EXCERPTED TEXT »

+++

5.2.1 Arrangements - GCEALevelMaths9709

In this topic we will learn how to

solve problems about arrangements of objects in a line, including those involving
repetition
restriction

If objects are arranged in a line, we can determine the total number of different possible arrangements. We could do it manually by considering all possible arrangements but that would be tedious. So instead we will use $n!$ , which is read as ‘ $n$ factorial’, where $n$ represents the number of objects to be arranged.

Considering that there are no repetitions or restrictions, if we have $5$ objects arranged in a line, then the total number of different arrangements possible would be $5!$ . We can simplify this using a calculator. Therefore our final answer would be,
$5! = 120$ In a case where there are repetitions we would have to cater for those repetitions.
Let’s look at an example.

Example 1
Find the total number of different arrangements of the $8$ letters in the word
$\textmd{N\textcolor{#2192ff}{EE}DL\textcolor{#2192ff}{E}\textcolor{#0f0}{SS}}$ Using the idea above, our answer would be,
$8!$ However, since the letters, E, and S are repeated, we have to divide by the factorial of the number of times the letter appears. For example, if the letter appears twice, divide by $2!$ , if the letter appears thrice, divide by $3!$ , etc,
$\frac{8!}{\textcolor{#2192ff}{3!} \times \textcolor{#0f0}{2!}}$ If you punch that into the calculator, you get,
$3\ 360$ Therefore, the final answer would be,
$3\ 360$

In some cases, the question will give you certain restrictions. We will look at how to deal with restrictions in the questions below.

Let’s look at some past paper questions.

1. (a) Find the total number of different arrangements of the $11$ letters in the word CATERPILLAR. (9709/52/F/M/21 number 6)
$\textmd{C\textcolor{#2192ff}{A}TE\textcolor{#0f0}{R}PI\textcolor{red}{LL}\textcolor{#2192ff}{A}\textcolor{#0f0}{R}}$ Since the word has $11$ letters, our first thought would be to say,
$11!$ Now let’s consider any repetitions. The letter R appears twice, so we will divide by $2!$ ,
$\frac{11!}{\textcolor{#0f0}{2!}}$ The letter A appears twice, so we will divide by $2!$ ,
$\frac{11!}{\textcolor{#0f0}{2!}\textcolor{#2192ff}{2!}}$ The letter L appears twice, so we will divide by $2!$ ,
$\frac{11!}{\textcolor{#0f0}{2!}\textcolor{#2192ff}{2!}\textcolor{red}{2!}}$ This simplifies to,
$4\ 989\ 600$ Therefore, the final answer is,
$4\ 989\ 600$ (b) Find the total number of different arrangements of the $11$ letters in the word CATERPILLAR in which there is an $R$ at the beginning and an R at the end, and the two As are not together.

+++

SOURCE MATERIAL »

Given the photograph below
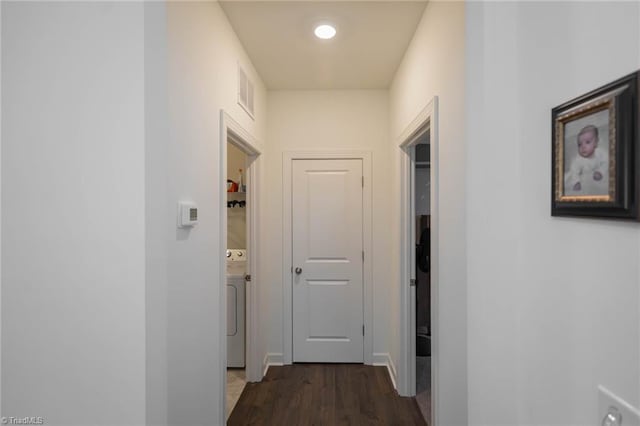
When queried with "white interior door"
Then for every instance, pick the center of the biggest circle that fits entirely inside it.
(327, 250)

+++

INSTRUCTIONS »
[1] According to the lesson on arrangements, what is the total number of different arrangements of the 11 letters in the word CATERPILLAR?
[2] Reproduce the passage of the lesson on arrangements that begins at the words "5.2.1 Arrangements - GCEALevelMaths9709" and stops after the words "to be arranged.".
[3] List every letter that the lesson on arrangements identifies as appearing more than once in the word CATERPILLAR.
The material shown above was taken from a separate source.

OUTPUTS BY TASK »
[1] 4 989 600

[2]
5.2.1 Arrangements - GCEALevelMaths9709

In this topic we will learn how to

solve problems about arrangements of objects in a line, including those involving
repetition
restriction

If objects are arranged in a line, we can determine the total number of different possible arrangements. We could do it manually by considering all possible arrangements but that would be tedious. So instead we will use $n!$ , which is read as ‘ $n$ factorial’, where $n$ represents the number of objects to be arranged.

[3] R, A, L